## start EXCERPT PROVIDED
Here's an easy way to tell if an instruction has any operands, and if so, how many... Open up Pugsy's 68000 list and find your instruction. We'll use your code address for Lotus II RECS (inf time) as an example. The original instruction at the ROM address is 536C. In Pugsy's guide, it shows that it's: subq.w #1, (-$5520,A4) 536C AAE0. We know that it's subtracting 1 from the clock, and we want to kill it (jump over it) so we'll have infinite time. If you look at our instruction in Pugsy's guide, on the far right side it shows the hex number of the code (536C), with AAE0 after it. The AAE0 tells us it has one operand (2 bytes), so we would use 6002 to branch (jump) over it. Lets say the instruction was 5379... on the far right side of Pugsy's guide it shows: 5379 88B0 99C0. The 88B0 99C0 tells us there are 2 operands (4 bytes), so we would use 6004 to branch (jump) over it. If the instruction was 5340, Pugsy's guide shows on the far right side: 5340. No operands, so use 4E71 to jump over it.

Wow, awesome!
Thanks for putting it in plain english that I could understand ^.^
Also thanks for telling me the ones most used, I was starting to figure out for the Game Gear by looking at other peoples codes.

I take it the Sega CD uses 68000 also, 'cause I just used the info you posted above successfully.
Here's the example I tried from what you posted.

I found the RAM code for a 'Press Start To Continue' timer decreasing for Cliffhanger.
Used CE to get the ROM address (the byte that's highlighted in the below picture).
Like you've mentioned, I have to go backwards 2 bytes.
So I search the txt document for F176 and there are no results.
So I then tried going back 2 more bytes and searched for 0007.
Success! And after what it found I see 2 bytes.
I replaced the 0007 with 6002 and it successfully worked (Infinite Time To Continue >.<).



So thanks a whole lot, I've learned a lot thanks to another one of your great guides!

It looks like the F176 and 0007 are operands. The 5379 (before those) is the instruction. 5379 = subq.w #1. Pugsy's guide shows that 5379 has 2 operands (4 bytes), so if you replace the 5379 with 6004, you should get inf time. Your code worked because you changed one of the operands, which changed the address that's getting subtracted from.

EDIT: And yes, Sega CD uses 68000 assembly.

Here's some more detailed info on the Cliffhanger inf time to select code. The original programing was 5379 0007 F176. This means that 5379 is subtracting #1 from RAM address 0007F176. When you changed the 0007 to 6002, this is what happened... 5379 6002 F176 = 5379 is subtracting #1 from RAM address 6002F176. In this situation, I'm not even sure if 6002F176 is a legitimate RAM address in SCD, but as you can guess, changing that RAM address could cause problems because you're going to be subtracting #1 from it. The correct way to do it would be to change the 5379 to 6004 so that we get this... 6004 0007 F176. The 6004 just jumps right over the operands (0007 F176) and on to the next instruction. The subtraction never takes place, and the programing "flow" is correct.
## end EXCERPT PROVIDED
## start LISTED ENTRIES
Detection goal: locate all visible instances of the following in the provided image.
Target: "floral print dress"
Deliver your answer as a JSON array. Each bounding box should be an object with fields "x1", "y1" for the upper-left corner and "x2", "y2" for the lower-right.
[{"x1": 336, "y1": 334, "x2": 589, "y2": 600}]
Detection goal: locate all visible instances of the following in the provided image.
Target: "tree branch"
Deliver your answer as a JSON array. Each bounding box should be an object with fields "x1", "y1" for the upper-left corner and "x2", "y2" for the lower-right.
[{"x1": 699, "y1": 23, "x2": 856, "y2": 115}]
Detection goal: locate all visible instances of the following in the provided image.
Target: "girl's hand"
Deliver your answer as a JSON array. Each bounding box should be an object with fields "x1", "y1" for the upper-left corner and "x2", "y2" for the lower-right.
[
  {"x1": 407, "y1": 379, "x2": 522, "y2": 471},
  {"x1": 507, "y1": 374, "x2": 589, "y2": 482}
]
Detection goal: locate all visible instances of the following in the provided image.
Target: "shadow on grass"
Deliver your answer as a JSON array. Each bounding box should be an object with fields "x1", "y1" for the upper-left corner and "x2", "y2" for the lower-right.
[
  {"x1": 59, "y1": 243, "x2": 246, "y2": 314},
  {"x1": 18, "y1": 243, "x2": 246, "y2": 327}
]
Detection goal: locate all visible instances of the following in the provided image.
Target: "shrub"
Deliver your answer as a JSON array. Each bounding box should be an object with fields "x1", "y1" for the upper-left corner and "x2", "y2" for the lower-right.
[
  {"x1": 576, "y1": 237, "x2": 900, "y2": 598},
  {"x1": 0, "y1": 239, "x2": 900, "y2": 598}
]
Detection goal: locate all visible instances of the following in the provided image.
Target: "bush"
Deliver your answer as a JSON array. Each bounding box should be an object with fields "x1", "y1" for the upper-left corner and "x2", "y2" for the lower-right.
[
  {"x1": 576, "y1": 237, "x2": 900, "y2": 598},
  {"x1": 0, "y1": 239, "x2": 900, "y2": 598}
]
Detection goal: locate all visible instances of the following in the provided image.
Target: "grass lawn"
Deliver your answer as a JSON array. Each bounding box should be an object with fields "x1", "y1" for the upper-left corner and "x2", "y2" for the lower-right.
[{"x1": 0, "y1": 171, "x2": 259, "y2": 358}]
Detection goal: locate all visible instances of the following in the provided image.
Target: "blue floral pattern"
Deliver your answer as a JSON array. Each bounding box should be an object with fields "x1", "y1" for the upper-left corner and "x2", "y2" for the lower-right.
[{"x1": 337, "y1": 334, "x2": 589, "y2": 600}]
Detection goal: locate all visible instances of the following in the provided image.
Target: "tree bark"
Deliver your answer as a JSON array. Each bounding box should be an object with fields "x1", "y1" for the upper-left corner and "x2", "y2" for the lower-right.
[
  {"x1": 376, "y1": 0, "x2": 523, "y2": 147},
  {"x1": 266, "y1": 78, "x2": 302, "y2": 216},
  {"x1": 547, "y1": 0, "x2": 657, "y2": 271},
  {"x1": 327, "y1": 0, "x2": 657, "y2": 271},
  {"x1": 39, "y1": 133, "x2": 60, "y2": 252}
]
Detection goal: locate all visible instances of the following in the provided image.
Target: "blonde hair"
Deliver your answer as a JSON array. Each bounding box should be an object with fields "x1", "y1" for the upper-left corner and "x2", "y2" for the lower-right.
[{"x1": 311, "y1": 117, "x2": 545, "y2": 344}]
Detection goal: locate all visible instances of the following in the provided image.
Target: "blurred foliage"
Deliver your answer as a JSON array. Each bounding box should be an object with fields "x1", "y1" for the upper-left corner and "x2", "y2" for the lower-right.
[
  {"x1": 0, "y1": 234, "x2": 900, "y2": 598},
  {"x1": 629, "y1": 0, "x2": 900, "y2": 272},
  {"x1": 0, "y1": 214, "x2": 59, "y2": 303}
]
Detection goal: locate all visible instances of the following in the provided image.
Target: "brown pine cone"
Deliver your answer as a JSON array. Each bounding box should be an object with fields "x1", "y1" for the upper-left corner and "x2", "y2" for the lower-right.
## end LISTED ENTRIES
TASK REQUIREMENTS - According to the forum thread, what value is used in place of an instruction that has no operands?

WORKED ANSWER - 4E71